▶ [Task prompt]:
Copy down the lines of each entry below, word for word, for all the entries.

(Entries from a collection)
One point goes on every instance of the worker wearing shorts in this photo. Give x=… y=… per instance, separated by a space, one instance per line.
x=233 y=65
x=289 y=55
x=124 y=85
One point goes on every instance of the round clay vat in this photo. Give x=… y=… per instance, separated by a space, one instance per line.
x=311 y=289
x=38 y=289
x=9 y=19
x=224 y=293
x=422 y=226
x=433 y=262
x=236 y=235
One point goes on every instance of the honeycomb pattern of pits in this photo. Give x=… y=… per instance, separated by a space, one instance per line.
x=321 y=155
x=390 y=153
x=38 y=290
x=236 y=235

▶ [Answer to this task]:
One point goes on every instance of the worker wearing shorts in this photo. Give x=… y=… per instance, separated by a space, one instance per line.
x=233 y=65
x=289 y=55
x=124 y=85
One point goes on every instance of the round clay vat in this photo. Give x=… y=… per instance, separated by a space, one instance per line.
x=311 y=289
x=38 y=289
x=9 y=19
x=224 y=293
x=422 y=226
x=433 y=262
x=236 y=235
One point goes on every instance of the honeycomb pattern of pits in this photo. Give x=… y=… per instance, separated by a space, one instance per line.
x=321 y=155
x=390 y=153
x=38 y=290
x=236 y=235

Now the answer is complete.